Exercise directions :: Set down the first line below and each line after it, ending with the one that holds "the dog's floppy". Pictures do not belong in the copy.

┌──

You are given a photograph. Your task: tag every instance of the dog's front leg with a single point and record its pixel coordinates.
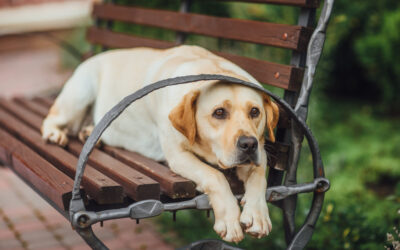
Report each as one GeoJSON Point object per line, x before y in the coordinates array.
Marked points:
{"type": "Point", "coordinates": [214, 184]}
{"type": "Point", "coordinates": [255, 216]}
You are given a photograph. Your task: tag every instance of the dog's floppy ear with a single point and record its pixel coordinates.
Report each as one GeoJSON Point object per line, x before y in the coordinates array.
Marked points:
{"type": "Point", "coordinates": [272, 111]}
{"type": "Point", "coordinates": [183, 116]}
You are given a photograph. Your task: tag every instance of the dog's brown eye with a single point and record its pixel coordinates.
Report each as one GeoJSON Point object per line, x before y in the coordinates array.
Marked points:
{"type": "Point", "coordinates": [254, 112]}
{"type": "Point", "coordinates": [220, 113]}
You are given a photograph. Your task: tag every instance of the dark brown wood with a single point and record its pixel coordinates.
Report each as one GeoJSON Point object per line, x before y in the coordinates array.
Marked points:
{"type": "Point", "coordinates": [47, 179]}
{"type": "Point", "coordinates": [97, 185]}
{"type": "Point", "coordinates": [171, 184]}
{"type": "Point", "coordinates": [277, 75]}
{"type": "Point", "coordinates": [300, 3]}
{"type": "Point", "coordinates": [136, 185]}
{"type": "Point", "coordinates": [279, 35]}
{"type": "Point", "coordinates": [119, 40]}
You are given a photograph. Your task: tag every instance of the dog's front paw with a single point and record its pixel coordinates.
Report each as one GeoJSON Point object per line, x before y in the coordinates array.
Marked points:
{"type": "Point", "coordinates": [55, 135]}
{"type": "Point", "coordinates": [255, 219]}
{"type": "Point", "coordinates": [85, 133]}
{"type": "Point", "coordinates": [229, 229]}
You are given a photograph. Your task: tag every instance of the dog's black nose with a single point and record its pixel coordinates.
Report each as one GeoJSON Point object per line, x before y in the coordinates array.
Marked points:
{"type": "Point", "coordinates": [247, 144]}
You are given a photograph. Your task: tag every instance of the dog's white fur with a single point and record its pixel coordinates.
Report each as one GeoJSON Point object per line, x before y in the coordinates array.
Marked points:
{"type": "Point", "coordinates": [160, 126]}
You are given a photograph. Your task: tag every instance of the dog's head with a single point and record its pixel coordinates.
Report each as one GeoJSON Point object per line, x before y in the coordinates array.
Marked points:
{"type": "Point", "coordinates": [225, 123]}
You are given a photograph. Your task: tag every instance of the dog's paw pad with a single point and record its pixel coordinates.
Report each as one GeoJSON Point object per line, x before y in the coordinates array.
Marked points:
{"type": "Point", "coordinates": [56, 136]}
{"type": "Point", "coordinates": [84, 134]}
{"type": "Point", "coordinates": [229, 230]}
{"type": "Point", "coordinates": [255, 220]}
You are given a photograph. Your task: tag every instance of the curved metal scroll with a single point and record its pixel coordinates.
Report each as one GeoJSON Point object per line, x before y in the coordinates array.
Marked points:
{"type": "Point", "coordinates": [77, 206]}
{"type": "Point", "coordinates": [314, 52]}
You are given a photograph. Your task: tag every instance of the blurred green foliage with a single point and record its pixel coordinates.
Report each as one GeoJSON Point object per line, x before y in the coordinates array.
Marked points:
{"type": "Point", "coordinates": [354, 114]}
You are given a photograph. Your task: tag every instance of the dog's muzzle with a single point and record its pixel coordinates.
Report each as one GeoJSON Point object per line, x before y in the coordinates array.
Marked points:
{"type": "Point", "coordinates": [247, 147]}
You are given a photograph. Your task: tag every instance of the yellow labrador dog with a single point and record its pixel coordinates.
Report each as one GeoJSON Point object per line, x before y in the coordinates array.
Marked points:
{"type": "Point", "coordinates": [192, 126]}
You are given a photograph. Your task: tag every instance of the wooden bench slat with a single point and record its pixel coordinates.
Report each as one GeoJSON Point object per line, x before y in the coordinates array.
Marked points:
{"type": "Point", "coordinates": [136, 185]}
{"type": "Point", "coordinates": [172, 184]}
{"type": "Point", "coordinates": [46, 178]}
{"type": "Point", "coordinates": [279, 35]}
{"type": "Point", "coordinates": [301, 3]}
{"type": "Point", "coordinates": [277, 75]}
{"type": "Point", "coordinates": [97, 185]}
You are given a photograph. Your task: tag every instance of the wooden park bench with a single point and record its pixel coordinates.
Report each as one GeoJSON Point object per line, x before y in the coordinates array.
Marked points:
{"type": "Point", "coordinates": [137, 186]}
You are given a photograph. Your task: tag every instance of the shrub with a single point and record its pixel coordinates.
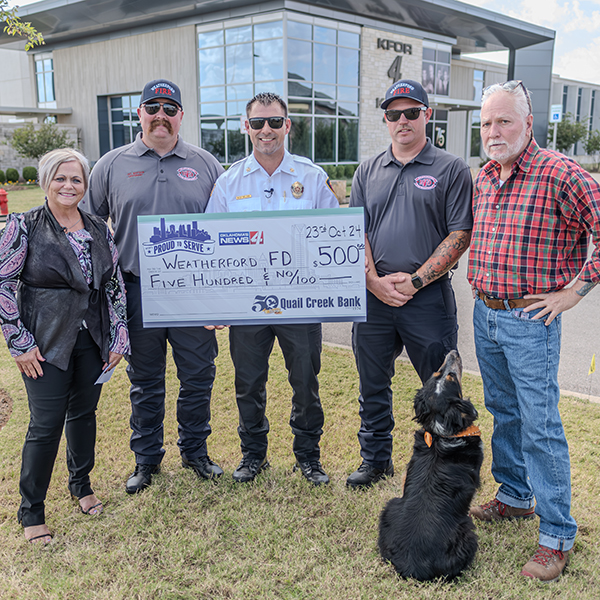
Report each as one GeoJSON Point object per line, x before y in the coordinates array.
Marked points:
{"type": "Point", "coordinates": [12, 175]}
{"type": "Point", "coordinates": [30, 174]}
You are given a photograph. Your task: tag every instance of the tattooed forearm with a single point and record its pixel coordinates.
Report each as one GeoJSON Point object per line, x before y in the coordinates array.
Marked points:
{"type": "Point", "coordinates": [446, 255]}
{"type": "Point", "coordinates": [588, 286]}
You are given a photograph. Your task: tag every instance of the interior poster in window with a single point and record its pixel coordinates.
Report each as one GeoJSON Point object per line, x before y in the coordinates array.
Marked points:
{"type": "Point", "coordinates": [303, 266]}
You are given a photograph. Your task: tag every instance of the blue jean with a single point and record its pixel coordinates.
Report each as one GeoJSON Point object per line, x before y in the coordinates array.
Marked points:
{"type": "Point", "coordinates": [518, 359]}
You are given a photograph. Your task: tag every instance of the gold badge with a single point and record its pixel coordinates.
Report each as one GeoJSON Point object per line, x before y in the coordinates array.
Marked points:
{"type": "Point", "coordinates": [297, 189]}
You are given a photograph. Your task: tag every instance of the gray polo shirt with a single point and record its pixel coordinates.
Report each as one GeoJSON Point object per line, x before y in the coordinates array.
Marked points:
{"type": "Point", "coordinates": [410, 209]}
{"type": "Point", "coordinates": [134, 180]}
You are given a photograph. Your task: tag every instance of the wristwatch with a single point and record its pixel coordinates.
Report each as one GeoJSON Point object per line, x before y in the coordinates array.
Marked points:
{"type": "Point", "coordinates": [416, 281]}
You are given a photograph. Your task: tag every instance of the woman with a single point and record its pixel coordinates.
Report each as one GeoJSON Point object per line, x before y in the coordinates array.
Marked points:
{"type": "Point", "coordinates": [63, 314]}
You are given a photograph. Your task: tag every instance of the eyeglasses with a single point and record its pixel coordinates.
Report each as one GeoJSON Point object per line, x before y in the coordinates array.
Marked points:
{"type": "Point", "coordinates": [410, 113]}
{"type": "Point", "coordinates": [259, 122]}
{"type": "Point", "coordinates": [513, 84]}
{"type": "Point", "coordinates": [170, 110]}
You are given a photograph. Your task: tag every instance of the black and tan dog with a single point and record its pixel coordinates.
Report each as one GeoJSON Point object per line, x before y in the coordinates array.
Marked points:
{"type": "Point", "coordinates": [428, 533]}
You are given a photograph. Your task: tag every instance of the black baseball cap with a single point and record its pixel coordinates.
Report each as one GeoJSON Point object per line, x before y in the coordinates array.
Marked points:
{"type": "Point", "coordinates": [406, 88]}
{"type": "Point", "coordinates": [161, 88]}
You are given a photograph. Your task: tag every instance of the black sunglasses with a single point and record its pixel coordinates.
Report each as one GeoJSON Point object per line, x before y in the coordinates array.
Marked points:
{"type": "Point", "coordinates": [152, 108]}
{"type": "Point", "coordinates": [410, 113]}
{"type": "Point", "coordinates": [259, 122]}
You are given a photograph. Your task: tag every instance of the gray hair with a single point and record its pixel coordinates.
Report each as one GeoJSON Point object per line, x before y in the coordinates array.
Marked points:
{"type": "Point", "coordinates": [517, 90]}
{"type": "Point", "coordinates": [51, 161]}
{"type": "Point", "coordinates": [266, 99]}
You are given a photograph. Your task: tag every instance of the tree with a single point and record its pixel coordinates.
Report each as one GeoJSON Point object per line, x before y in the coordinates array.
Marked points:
{"type": "Point", "coordinates": [568, 133]}
{"type": "Point", "coordinates": [592, 145]}
{"type": "Point", "coordinates": [14, 26]}
{"type": "Point", "coordinates": [34, 143]}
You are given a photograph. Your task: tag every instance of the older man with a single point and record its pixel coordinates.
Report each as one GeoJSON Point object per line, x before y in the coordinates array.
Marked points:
{"type": "Point", "coordinates": [273, 179]}
{"type": "Point", "coordinates": [533, 209]}
{"type": "Point", "coordinates": [159, 174]}
{"type": "Point", "coordinates": [417, 202]}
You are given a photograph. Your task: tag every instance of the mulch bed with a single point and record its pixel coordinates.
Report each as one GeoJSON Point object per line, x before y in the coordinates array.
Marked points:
{"type": "Point", "coordinates": [5, 408]}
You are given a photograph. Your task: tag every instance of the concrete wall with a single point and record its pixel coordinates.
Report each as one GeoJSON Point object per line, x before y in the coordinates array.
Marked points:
{"type": "Point", "coordinates": [8, 155]}
{"type": "Point", "coordinates": [122, 66]}
{"type": "Point", "coordinates": [17, 85]}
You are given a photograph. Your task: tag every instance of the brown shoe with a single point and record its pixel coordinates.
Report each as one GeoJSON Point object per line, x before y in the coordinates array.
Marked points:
{"type": "Point", "coordinates": [498, 511]}
{"type": "Point", "coordinates": [546, 564]}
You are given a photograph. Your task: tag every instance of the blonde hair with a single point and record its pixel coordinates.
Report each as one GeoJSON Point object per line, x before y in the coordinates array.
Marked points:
{"type": "Point", "coordinates": [51, 161]}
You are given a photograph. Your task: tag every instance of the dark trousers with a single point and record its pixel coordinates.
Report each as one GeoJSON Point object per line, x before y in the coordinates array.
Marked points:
{"type": "Point", "coordinates": [251, 346]}
{"type": "Point", "coordinates": [60, 399]}
{"type": "Point", "coordinates": [427, 327]}
{"type": "Point", "coordinates": [194, 352]}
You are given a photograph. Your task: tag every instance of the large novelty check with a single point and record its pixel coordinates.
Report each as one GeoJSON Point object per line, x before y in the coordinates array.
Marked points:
{"type": "Point", "coordinates": [303, 266]}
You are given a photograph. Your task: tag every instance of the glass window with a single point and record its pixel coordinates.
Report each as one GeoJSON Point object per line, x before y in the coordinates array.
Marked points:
{"type": "Point", "coordinates": [324, 34]}
{"type": "Point", "coordinates": [211, 67]}
{"type": "Point", "coordinates": [267, 60]}
{"type": "Point", "coordinates": [272, 86]}
{"type": "Point", "coordinates": [235, 35]}
{"type": "Point", "coordinates": [299, 60]}
{"type": "Point", "coordinates": [44, 70]}
{"type": "Point", "coordinates": [300, 106]}
{"type": "Point", "coordinates": [348, 140]}
{"type": "Point", "coordinates": [346, 38]}
{"type": "Point", "coordinates": [324, 63]}
{"type": "Point", "coordinates": [324, 139]}
{"type": "Point", "coordinates": [236, 145]}
{"type": "Point", "coordinates": [300, 136]}
{"type": "Point", "coordinates": [238, 63]}
{"type": "Point", "coordinates": [212, 138]}
{"type": "Point", "coordinates": [212, 109]}
{"type": "Point", "coordinates": [264, 31]}
{"type": "Point", "coordinates": [299, 30]}
{"type": "Point", "coordinates": [476, 133]}
{"type": "Point", "coordinates": [297, 88]}
{"type": "Point", "coordinates": [210, 38]}
{"type": "Point", "coordinates": [348, 66]}
{"type": "Point", "coordinates": [124, 120]}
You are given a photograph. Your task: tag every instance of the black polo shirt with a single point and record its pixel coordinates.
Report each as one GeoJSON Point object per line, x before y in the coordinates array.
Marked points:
{"type": "Point", "coordinates": [410, 209]}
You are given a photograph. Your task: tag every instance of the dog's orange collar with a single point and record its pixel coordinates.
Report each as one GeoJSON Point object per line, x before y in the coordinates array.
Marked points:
{"type": "Point", "coordinates": [471, 431]}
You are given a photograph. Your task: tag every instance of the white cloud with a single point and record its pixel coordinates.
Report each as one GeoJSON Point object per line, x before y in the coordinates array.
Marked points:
{"type": "Point", "coordinates": [580, 63]}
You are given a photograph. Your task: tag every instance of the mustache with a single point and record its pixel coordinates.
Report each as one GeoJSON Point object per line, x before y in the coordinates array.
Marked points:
{"type": "Point", "coordinates": [158, 122]}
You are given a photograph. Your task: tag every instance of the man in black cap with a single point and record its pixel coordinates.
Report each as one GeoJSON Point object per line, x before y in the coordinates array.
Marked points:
{"type": "Point", "coordinates": [159, 174]}
{"type": "Point", "coordinates": [418, 220]}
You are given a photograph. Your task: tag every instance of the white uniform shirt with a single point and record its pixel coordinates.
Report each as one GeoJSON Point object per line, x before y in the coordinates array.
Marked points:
{"type": "Point", "coordinates": [296, 184]}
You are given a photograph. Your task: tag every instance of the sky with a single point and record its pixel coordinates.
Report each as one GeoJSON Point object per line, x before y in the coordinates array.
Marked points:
{"type": "Point", "coordinates": [576, 22]}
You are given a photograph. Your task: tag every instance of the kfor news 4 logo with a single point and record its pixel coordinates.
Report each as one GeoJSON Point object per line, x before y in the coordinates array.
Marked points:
{"type": "Point", "coordinates": [241, 238]}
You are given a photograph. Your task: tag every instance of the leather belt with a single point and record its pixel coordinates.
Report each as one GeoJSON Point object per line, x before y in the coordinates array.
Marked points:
{"type": "Point", "coordinates": [497, 304]}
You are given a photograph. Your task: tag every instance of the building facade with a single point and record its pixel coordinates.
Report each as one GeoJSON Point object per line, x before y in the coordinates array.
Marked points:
{"type": "Point", "coordinates": [332, 65]}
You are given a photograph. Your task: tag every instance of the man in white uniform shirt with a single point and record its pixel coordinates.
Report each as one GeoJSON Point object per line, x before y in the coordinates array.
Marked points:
{"type": "Point", "coordinates": [273, 179]}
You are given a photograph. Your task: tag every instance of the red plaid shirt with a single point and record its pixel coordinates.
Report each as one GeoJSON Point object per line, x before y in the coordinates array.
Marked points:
{"type": "Point", "coordinates": [530, 235]}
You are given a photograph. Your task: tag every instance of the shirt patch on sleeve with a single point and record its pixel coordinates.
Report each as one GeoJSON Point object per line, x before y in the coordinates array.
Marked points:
{"type": "Point", "coordinates": [187, 174]}
{"type": "Point", "coordinates": [425, 182]}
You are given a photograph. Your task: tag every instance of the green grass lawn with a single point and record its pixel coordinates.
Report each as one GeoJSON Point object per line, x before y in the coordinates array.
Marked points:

└──

Task result ::
You are given a photograph. Your task: tag every instance of the dog's front leg with a single point and record its pixel coordinates.
Report each as one GeoJSON Point object per line, x before y in the coordinates array.
Marked points:
{"type": "Point", "coordinates": [214, 184]}
{"type": "Point", "coordinates": [255, 216]}
You are given a photograph. Your task: tag every instance of the dog's floppy ear with a single point and record its pixel coordinates.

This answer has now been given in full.